### Problems to work on
A) In the benefits strategy article, list each step the sentence beginning "For example, employers can" names for employers to take.
B) Write the next part of the benefits strategy article, starting right after its last sentence.

### Excerpted text
______

4 tips for implementing a thoughtful benefits strategy — and getting a strong ROI
As more employers turn to robust total rewards strategies to attract and retain workers, deciding which benefits to offer can be a struggle. From child care assistance to tuition reimbursement to fertility benefits, figuring out which offerings will work best for employees — and pay off for the company — takes some work.
But there are a few ways HR can tackle the benefits dilemma, according to benefits pros.
1. Listen to employees
Understanding what employees want — and which benefits they will use — comes down to doing some legwork, according to Erika Duncan, a human capital consultant at UHY, an accounting and advisory firm.
Duncan recommends employers regularly survey employees either through engagement surveys or focus groups to gauge participation and interest. Exit interviews, although a lagging indicator, also can provide insight. Beyond that, employers can turn to benchmarking data on salaries and benefits others in their industry offer.
While wellness programs, such as smoking cessation programs, fitness classes and mental health workshops, generally track participation rates, when it comes to healthcare benefits, the data are more robust, Duncan said. Employers can analyze claims and reimbursement records and see exactly how offerings are being used and at what cost.
“Using a combination of those methods is the best way to get a comprehensive understanding of both how your employees are engaging with the benefits, as well as how they're perceived,” Duncan said.
Because employee needs are constantly evolving, employers need to continue to gather data to “refine and innovate their HR benefit strategies, ensuring they remain relevant and responsive,” a spokesperson for Forbes Advisor said.
Forbes Advisor’s most recent report on Workplace Trends by Generation, released in August, identified flexible work options, mental health resources and upskilling opportunities as the top benefits U.S. workers reported wanting access to in 2023.
2. Be flexible
While flexible time off and hybrid working arrangements aren’t considered traditional benefits, they are something employees are looking for and can be “paramount to a retention and recruitment strategy,” Duncan said.
Employers also can get creative with their offerings. Some employers allow workers to bring their pets to work or offer pet insurance. Others provide student loan repayment and stipends that can be used for conferences, workshops and certifications.
“That’s something that's a differentiator,” Duncan said about professional development opportunities. “If you're engaged in a program or a degree or a certification, you're probably not going to leave a company that's paid for it.”
For every $1 spent on leadership development, companies see a return on investment of $7, according to a recent report by leadership development platform BetterManager and research firm The Fossicker Group. Those savings come from increased revenue and sales, higher employee retention and lower recruiting costs, the report found.
Not every benefit is going to work for every employee, but that doesn’t mean those benefits aren’t worthwhile, said Duncan, who sees broad offerings in the diversity, belonging and inclusion space.
“Most companies from a cultural sense are trying to be sensitive to meeting employees where they're at,” Duncan said.
For example, employers can recognize domestic partnerships in benefits coverage, offer fertility benefits, provide long-term coverage for workers with long COVID, expand telemedicine services and broaden the definition of family leave.

______

### Data shown

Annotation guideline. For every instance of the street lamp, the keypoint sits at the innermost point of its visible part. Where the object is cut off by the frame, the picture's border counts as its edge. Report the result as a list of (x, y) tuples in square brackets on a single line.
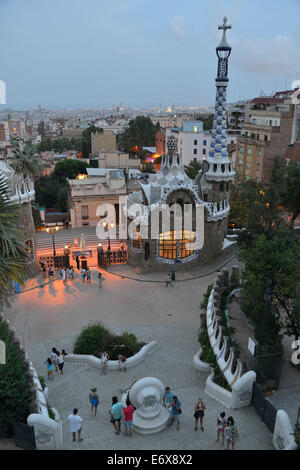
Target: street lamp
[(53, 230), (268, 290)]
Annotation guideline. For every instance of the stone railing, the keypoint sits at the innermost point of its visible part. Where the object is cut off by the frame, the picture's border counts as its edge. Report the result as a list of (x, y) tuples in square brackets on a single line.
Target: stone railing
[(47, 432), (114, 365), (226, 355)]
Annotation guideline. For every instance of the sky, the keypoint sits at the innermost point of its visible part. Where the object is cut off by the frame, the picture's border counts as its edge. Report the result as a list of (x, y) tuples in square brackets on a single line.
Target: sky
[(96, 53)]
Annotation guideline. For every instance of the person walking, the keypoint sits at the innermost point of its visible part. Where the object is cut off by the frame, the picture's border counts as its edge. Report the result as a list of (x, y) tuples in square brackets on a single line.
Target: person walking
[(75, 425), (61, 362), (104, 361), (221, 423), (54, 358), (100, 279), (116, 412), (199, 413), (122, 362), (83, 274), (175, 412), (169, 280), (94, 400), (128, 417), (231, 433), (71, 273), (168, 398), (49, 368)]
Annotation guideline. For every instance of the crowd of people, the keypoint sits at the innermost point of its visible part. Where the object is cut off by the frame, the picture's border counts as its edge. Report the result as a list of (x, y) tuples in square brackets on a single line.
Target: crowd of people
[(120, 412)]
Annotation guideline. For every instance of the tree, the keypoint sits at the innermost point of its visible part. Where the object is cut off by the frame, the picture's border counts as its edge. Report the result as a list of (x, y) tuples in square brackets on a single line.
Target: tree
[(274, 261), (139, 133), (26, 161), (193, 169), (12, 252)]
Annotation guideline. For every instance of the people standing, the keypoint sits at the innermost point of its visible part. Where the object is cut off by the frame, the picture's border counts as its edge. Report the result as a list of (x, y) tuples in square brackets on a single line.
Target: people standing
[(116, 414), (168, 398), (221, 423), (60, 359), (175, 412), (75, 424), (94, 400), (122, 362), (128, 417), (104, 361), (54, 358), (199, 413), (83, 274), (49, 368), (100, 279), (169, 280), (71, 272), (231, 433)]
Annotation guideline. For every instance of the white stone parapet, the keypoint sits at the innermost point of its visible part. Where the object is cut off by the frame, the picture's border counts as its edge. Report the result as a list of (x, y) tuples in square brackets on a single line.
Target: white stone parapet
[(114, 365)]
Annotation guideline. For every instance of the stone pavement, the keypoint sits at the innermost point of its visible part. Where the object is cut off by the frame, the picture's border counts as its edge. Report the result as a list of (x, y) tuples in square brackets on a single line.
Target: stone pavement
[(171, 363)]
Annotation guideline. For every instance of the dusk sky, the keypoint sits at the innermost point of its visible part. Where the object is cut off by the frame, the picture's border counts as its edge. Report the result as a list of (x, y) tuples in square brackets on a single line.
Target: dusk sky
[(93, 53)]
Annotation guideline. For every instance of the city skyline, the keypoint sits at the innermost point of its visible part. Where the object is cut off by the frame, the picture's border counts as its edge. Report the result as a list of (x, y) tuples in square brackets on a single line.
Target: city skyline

______

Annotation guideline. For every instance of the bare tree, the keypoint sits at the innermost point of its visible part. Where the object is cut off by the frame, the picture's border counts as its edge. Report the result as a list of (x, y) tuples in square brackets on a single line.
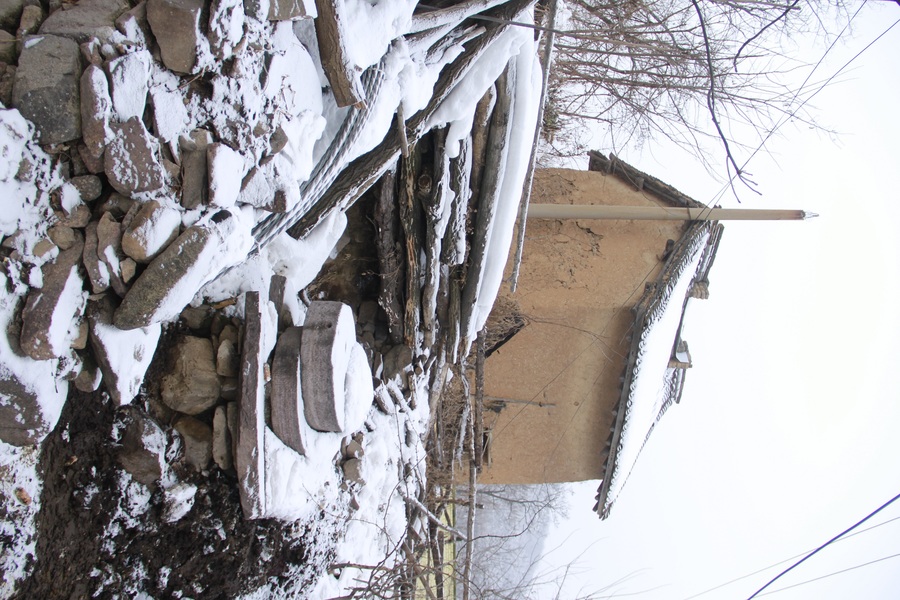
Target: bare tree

______

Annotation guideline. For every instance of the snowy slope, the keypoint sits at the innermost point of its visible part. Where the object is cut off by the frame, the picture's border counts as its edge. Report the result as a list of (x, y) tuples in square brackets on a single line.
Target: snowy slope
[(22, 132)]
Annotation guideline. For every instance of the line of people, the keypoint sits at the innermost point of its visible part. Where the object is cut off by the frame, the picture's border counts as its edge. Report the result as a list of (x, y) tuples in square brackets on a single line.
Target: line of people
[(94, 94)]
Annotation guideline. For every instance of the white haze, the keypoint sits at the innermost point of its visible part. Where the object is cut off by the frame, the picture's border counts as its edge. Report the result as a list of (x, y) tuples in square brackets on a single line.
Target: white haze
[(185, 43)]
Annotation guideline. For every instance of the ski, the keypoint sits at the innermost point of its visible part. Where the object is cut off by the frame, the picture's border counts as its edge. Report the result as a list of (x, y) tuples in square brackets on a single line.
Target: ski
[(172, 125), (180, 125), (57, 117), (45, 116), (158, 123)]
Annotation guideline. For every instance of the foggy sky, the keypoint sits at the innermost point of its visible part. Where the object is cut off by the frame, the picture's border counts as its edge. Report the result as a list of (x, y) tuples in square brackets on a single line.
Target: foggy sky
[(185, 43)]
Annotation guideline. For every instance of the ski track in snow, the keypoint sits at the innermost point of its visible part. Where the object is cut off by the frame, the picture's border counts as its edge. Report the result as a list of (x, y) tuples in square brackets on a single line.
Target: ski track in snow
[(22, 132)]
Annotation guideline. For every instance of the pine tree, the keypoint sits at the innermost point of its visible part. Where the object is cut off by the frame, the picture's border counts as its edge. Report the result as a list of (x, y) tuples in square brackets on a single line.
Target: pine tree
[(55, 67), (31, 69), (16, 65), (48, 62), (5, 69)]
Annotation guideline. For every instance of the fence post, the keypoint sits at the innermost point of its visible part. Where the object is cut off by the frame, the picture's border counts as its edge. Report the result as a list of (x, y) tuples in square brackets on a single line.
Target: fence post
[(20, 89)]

______

### Numbered responses
A)
- Recognize domestic partnerships in benefits coverage
- Offer fertility benefits
- Provide long-term coverage for workers with long COVID
- Expand telemedicine services
- Broaden the definition of family leave

B)
An advantage of having a diverse offering is that few people are going to use every benefit, but different subsets of employees will find a benefit that works for them, she said.
3. Provide access
When determining which benefits to offer, employers also should consider access. Enrollment in a program or the use of a benefit can come down to access, Duncan advised.
“A lot of people don't think through how to make it accessible for all employees,” Duncan said.
If a company has three shifts, only offering a service from 9 a.m. to 5 p.m. on weekdays won’t be accessible for all employees, she said.
“There's a lot of room for creativity, not just in the benefits offered, but in the way in which we look at how to communicate and educate people about them,” Duncan said. “The biggest thing is to make sure the education is there for what’s offered.”
Part of that can be rebranding what’s already offered. For example, many companies have a set dollar amount per employee allocated for professional development, but only managers might know, Duncan said. Instead, being transparent with employees about what is available and being flexible about how they spend that investment can pay off in recruitment and retention efforts, Duncan said.
4. Measure effectiveness
Gauging the return on investment of benefits can be challenging, Duncan said.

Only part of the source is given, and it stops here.